__Task details__:
From the listing below, pull each line that includes "satin".

__Provided records__:
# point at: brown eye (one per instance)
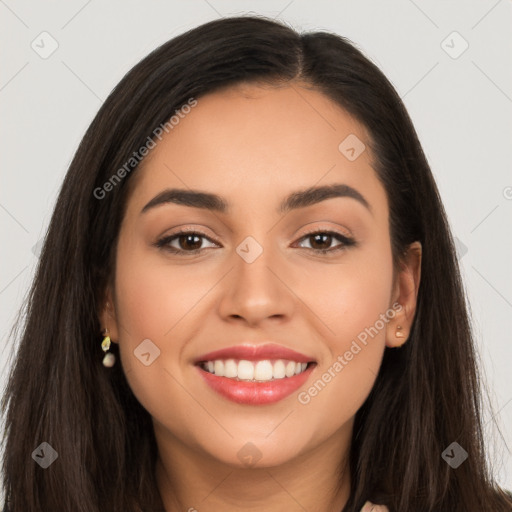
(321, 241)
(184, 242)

==

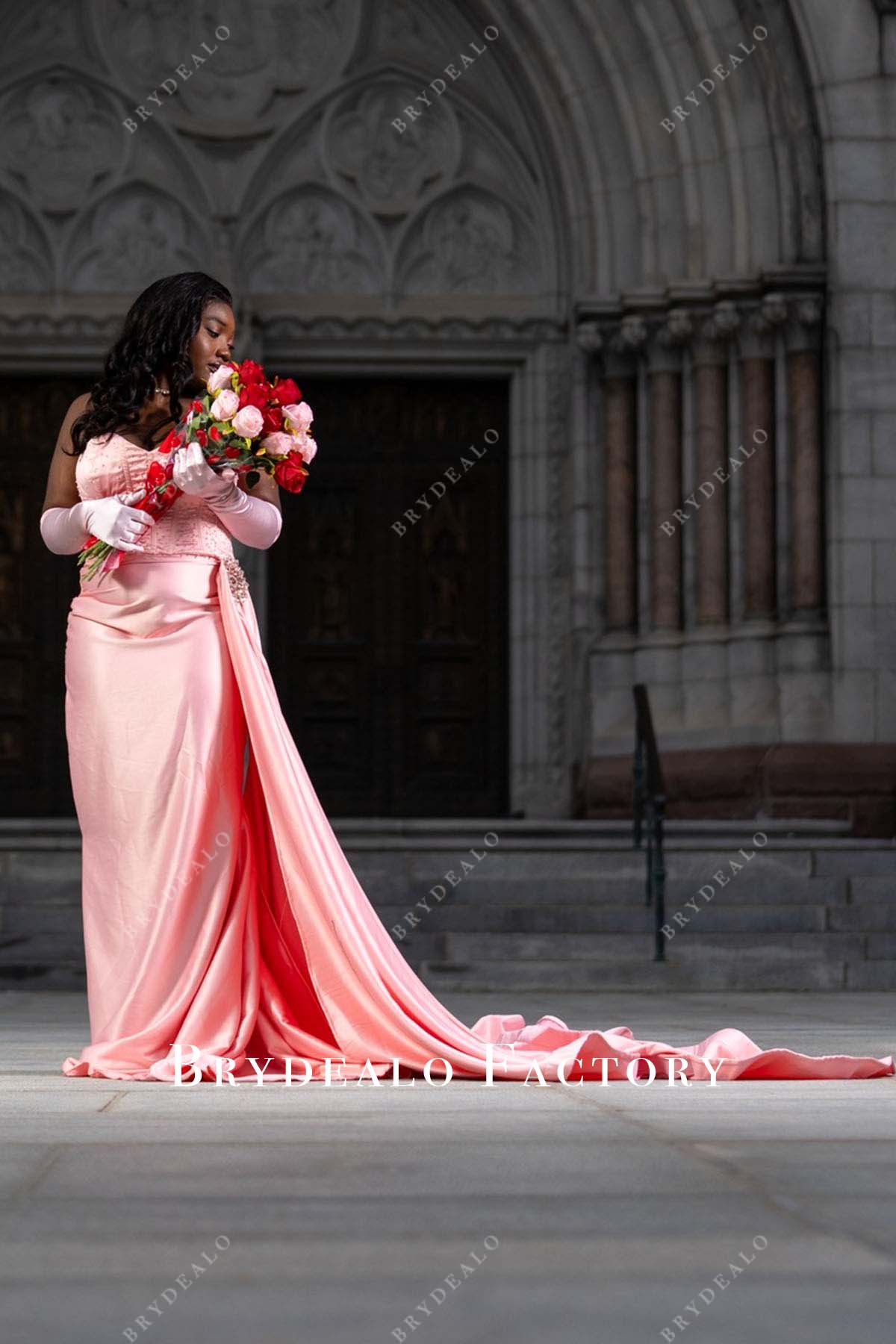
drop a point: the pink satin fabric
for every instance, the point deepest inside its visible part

==

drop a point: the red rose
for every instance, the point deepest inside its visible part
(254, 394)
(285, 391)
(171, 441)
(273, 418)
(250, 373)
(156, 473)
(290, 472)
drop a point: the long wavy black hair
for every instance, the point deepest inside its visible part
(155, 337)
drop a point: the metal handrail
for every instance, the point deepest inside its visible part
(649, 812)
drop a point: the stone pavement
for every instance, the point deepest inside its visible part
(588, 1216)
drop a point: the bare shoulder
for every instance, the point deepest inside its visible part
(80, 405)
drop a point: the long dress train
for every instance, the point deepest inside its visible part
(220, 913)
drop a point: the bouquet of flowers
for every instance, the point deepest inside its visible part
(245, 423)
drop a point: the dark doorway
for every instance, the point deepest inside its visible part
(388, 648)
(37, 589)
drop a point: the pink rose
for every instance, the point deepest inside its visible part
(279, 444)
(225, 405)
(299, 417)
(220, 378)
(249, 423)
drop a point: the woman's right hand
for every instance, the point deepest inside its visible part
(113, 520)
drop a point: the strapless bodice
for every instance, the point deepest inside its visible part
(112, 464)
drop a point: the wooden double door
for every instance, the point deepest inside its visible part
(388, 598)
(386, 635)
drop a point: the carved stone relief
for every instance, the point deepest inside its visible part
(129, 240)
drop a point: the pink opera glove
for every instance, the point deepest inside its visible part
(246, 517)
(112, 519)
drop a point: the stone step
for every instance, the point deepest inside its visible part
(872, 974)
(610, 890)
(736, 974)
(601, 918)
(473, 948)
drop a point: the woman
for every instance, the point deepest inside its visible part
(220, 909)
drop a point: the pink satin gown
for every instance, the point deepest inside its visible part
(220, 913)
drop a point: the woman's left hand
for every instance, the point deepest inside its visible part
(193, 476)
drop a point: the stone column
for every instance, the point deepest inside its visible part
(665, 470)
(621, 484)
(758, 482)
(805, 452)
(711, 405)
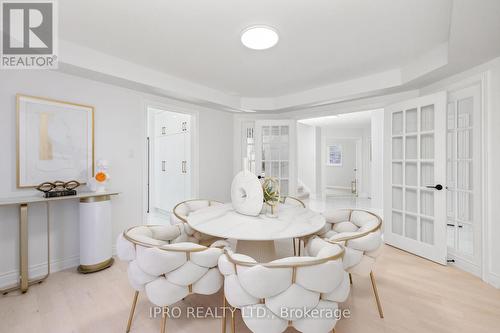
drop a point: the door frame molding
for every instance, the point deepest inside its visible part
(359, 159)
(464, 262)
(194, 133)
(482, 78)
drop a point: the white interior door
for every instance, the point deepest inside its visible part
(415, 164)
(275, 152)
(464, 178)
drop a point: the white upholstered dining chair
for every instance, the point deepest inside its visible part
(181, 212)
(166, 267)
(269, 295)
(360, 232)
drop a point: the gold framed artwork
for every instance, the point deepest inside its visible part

__Answer to the problem__:
drop a point: the pink satin fabric
drop a point: the pink satin gown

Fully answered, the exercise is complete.